Aim:
Copy the following records verbatim, leaving every line unchanged.
___ Material to process
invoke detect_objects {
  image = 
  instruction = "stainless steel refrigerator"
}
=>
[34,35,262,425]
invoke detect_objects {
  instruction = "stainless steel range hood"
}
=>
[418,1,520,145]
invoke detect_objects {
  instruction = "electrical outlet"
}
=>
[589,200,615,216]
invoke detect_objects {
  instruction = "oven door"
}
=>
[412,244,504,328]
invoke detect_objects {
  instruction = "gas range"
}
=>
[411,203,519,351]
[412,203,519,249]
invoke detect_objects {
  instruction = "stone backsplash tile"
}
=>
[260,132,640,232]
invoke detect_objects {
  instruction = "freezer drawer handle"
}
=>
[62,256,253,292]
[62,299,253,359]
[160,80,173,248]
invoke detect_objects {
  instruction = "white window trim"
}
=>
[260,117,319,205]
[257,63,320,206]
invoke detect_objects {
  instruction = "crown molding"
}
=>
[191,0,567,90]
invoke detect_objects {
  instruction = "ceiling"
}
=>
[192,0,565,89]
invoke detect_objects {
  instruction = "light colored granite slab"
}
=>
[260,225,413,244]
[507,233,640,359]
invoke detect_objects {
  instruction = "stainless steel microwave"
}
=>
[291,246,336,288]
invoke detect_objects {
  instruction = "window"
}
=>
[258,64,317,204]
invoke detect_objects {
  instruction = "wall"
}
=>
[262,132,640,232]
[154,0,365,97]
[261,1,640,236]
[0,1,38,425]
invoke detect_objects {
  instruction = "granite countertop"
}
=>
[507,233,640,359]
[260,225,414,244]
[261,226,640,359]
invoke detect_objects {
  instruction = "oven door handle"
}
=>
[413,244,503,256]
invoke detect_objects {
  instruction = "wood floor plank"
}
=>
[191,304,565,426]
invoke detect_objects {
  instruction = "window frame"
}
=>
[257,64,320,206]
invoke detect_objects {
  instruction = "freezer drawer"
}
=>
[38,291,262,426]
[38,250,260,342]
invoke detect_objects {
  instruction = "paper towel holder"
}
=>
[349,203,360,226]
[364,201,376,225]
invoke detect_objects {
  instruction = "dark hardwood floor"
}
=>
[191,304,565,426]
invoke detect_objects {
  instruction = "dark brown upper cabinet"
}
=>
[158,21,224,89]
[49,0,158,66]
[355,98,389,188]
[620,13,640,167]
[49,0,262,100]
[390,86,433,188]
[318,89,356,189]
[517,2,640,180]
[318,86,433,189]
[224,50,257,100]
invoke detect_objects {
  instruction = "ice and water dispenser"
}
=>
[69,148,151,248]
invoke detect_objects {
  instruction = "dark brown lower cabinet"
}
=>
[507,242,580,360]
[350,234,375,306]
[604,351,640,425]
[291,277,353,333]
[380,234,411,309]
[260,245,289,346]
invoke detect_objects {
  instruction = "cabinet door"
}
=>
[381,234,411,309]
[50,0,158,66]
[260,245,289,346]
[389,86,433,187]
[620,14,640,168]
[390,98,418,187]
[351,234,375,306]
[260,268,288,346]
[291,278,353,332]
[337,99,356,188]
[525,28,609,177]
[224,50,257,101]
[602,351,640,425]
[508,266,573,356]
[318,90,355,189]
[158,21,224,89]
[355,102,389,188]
______
Full answer:
invoke detect_objects {
  image = 
  instruction = "stainless steel refrigerator"
}
=>
[34,35,262,425]
invoke detect_objects {
  instruction = "stainless steel range hood"
}
=>
[418,1,520,145]
invoke detect_objects {
  instruction = "electrical outlet"
}
=>
[589,200,615,216]
invoke detect_objects {
  instruction = "oven door"
}
=>
[412,244,504,328]
invoke detect_objects {
  instruction = "gas range"
}
=>
[411,203,519,351]
[412,203,519,249]
invoke detect_objects {
  instruction = "stone backsplash tile"
}
=>
[260,132,640,232]
invoke detect_objects {
  instruction = "freezer drawer handle"
}
=>
[62,256,253,292]
[62,299,253,359]
[160,80,173,248]
invoke detect_objects {
  instruction = "white window trim"
}
=>
[260,117,319,205]
[257,63,320,206]
invoke detect_objects {
  instruction = "crown molding"
}
=>
[191,0,567,90]
invoke detect_objects {
  instruction = "ceiling"
}
=>
[192,0,565,89]
invoke detect_objects {
  instruction = "light colored granite slab"
}
=>
[260,225,413,244]
[507,233,640,359]
invoke detect_objects {
  instruction = "stainless steel microwave"
}
=>
[291,246,336,288]
invoke detect_objects {
  instruction = "window"
}
=>
[258,64,317,204]
invoke detect_objects {
  instruction = "wall"
}
=>
[262,132,640,232]
[154,0,365,97]
[261,1,640,236]
[0,1,38,425]
invoke detect_objects {
  instruction = "granite countertop"
}
=>
[507,233,640,359]
[260,225,414,244]
[261,226,640,359]
invoke detect_objects {
  instruction = "oven door handle"
}
=>
[413,244,503,256]
invoke detect_objects {
  instruction = "wood floor plank"
}
=>
[191,304,565,426]
invoke detect_objects {
  instruction = "window frame"
}
=>
[257,64,320,206]
invoke detect_objects {
  instruction = "freezer drawer"
}
=>
[38,291,262,426]
[38,250,260,342]
invoke detect_objects {
  instruction = "paper towel holder"
}
=>
[349,203,360,226]
[364,201,376,225]
invoke detect_objects {
  instruction = "dark hardwood floor"
}
=>
[191,304,565,426]
invoke detect_objects {
  instruction = "dark brown upper cabinet"
}
=>
[158,21,224,89]
[49,0,158,66]
[355,98,389,188]
[620,13,640,167]
[49,0,262,100]
[390,86,433,188]
[318,89,356,189]
[517,2,640,180]
[318,86,433,189]
[224,50,257,100]
invoke detect_objects {
  instruction = "ice and water dispenser"
}
=>
[69,148,151,248]
invoke detect_objects {
  instruction = "dark brown lower cabinet"
}
=>
[507,242,580,360]
[350,234,375,306]
[604,351,640,425]
[291,277,353,333]
[380,234,411,309]
[260,245,289,346]
invoke detect_objects {
  instruction = "cabinet door"
}
=>
[381,234,411,309]
[50,0,158,66]
[260,245,289,346]
[389,86,433,187]
[620,14,640,168]
[390,98,418,187]
[351,234,375,306]
[260,268,288,346]
[291,278,353,332]
[337,99,356,188]
[525,28,609,177]
[224,50,257,101]
[602,351,640,425]
[508,266,573,356]
[318,90,355,189]
[158,21,224,89]
[355,102,389,188]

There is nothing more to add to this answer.